* Ausgewählter Textauszug
Wir aber, die wir ums unser Überleben und um die Sicherheit künftiger Generationen besorgt sind und es besser  wissen, müssen demgemäß ihre Propaganda als falschen Schein entlarven.
Unser Auftrag besteht in erster Linie darin, die Menschen vor einer falschen, verhängnisvollen, in die Irre führenden 'Schein-Rationalität' zu  warnen. Rationalität greift nämlich fast immer nur so weit, wie die eigenen "Sicherheit"- Interessen es vorschreiben.

Wer im weitesten Sinne dem militärisch-industriellen Apparat dient und dessen Brot ißt, tut sich  - nachvollziehbarer Weise - entsprechend schwer, vor den Folgen dieses alles verschlingenden Monsters zu warnen un sich von seinen Machenschaften zu distanzieren.  Er  oder sie kann und darf sich nicht mit den Folgen seiner "Arbeit"  befassen, die er oder sie  nicht einmal ganz zu durchschauen vermag. Er kann sich in seiner Art zu denken, von der Propagandamaschinerie nicht lösen.

* Arbeitsanweisung
Beantworten Sie anhand des Textauszugs folgende Fragen:
(a) Was müssen diejenigen, die um ihr Überleben und die Sicherheit künftiger Generationen besorgt sind, mit der Propaganda tun?
(b) Wie weit greift Rationalität laut dem Textauszug fast immer?
(c) Wovon kann sich, wer dem militärisch-industriellen Apparat dient, in seiner Art zu denken nicht lösen?

* Bereitgestelltes Material
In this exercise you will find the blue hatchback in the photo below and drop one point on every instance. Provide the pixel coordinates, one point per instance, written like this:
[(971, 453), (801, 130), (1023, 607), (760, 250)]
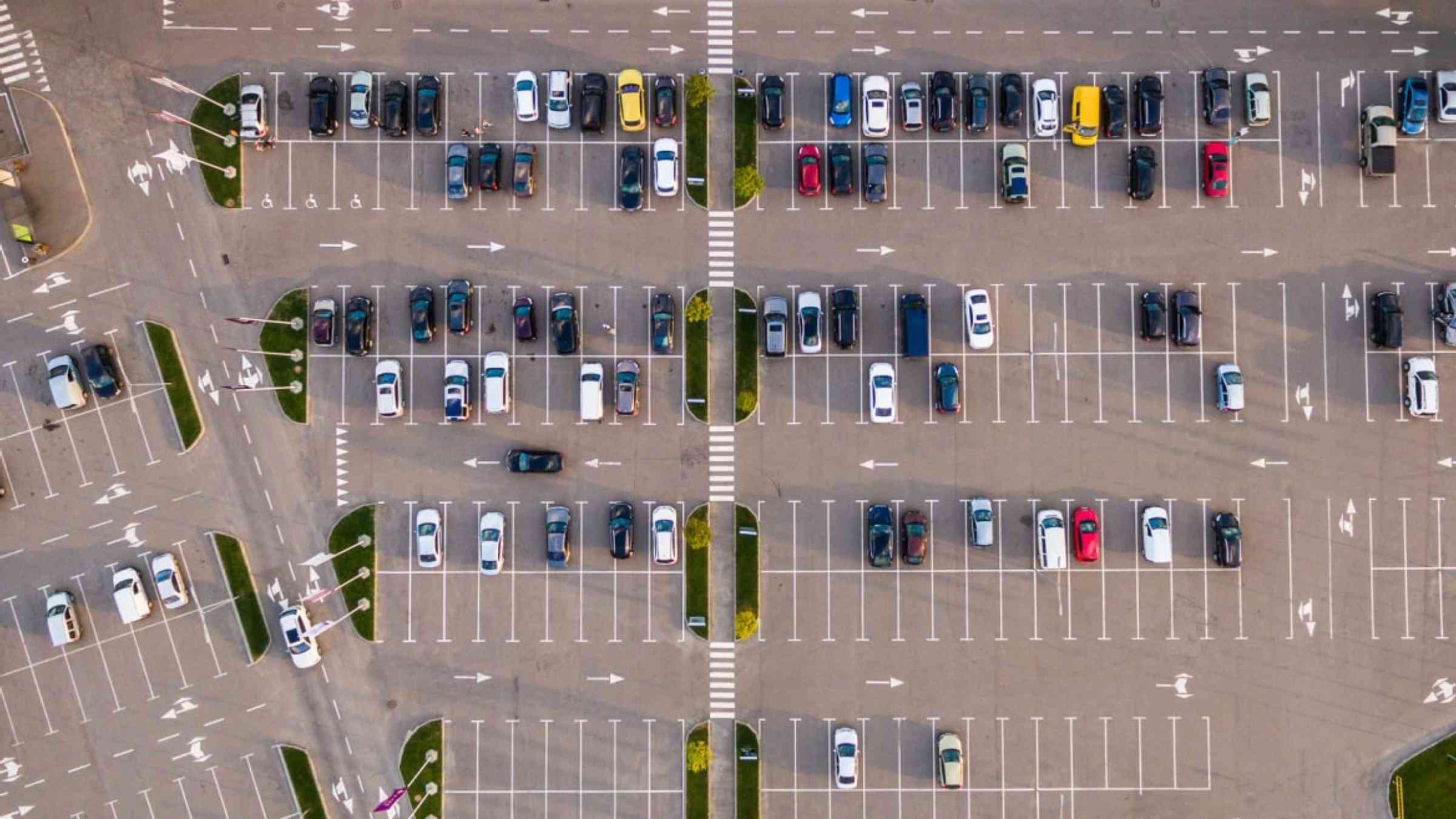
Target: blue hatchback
[(841, 108), (1414, 104)]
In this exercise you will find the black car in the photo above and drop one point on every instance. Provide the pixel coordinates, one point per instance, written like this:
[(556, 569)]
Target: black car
[(1011, 95), (359, 325), (664, 323), (565, 324), (533, 461), (1385, 320), (1142, 162), (877, 172), (395, 110), (943, 101), (1216, 96), (841, 169), (664, 101), (490, 167), (593, 103), (1114, 111), (880, 535), (423, 314), (630, 180), (619, 530), (427, 104), (1228, 539), (101, 372), (947, 388), (523, 317), (324, 106), (459, 299), (770, 91), (1152, 315), (1187, 320), (845, 303), (976, 106), (1148, 114)]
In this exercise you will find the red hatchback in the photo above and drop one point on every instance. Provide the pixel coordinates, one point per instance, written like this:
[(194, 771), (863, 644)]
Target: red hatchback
[(1088, 535), (1215, 171), (809, 171)]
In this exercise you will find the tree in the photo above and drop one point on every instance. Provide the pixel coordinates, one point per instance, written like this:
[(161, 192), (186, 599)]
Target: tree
[(699, 89), (747, 183)]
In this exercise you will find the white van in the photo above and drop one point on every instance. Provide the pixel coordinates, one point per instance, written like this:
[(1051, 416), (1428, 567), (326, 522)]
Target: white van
[(60, 618), (592, 375), (130, 595)]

* Lösung
(a) Sie müssen die Propaganda als falschen Schein entlarven.
(b) Nur so weit, wie die eigenen „Sicherheit“-Interessen es vorschreiben.
(c) Von der Propagandamaschinerie.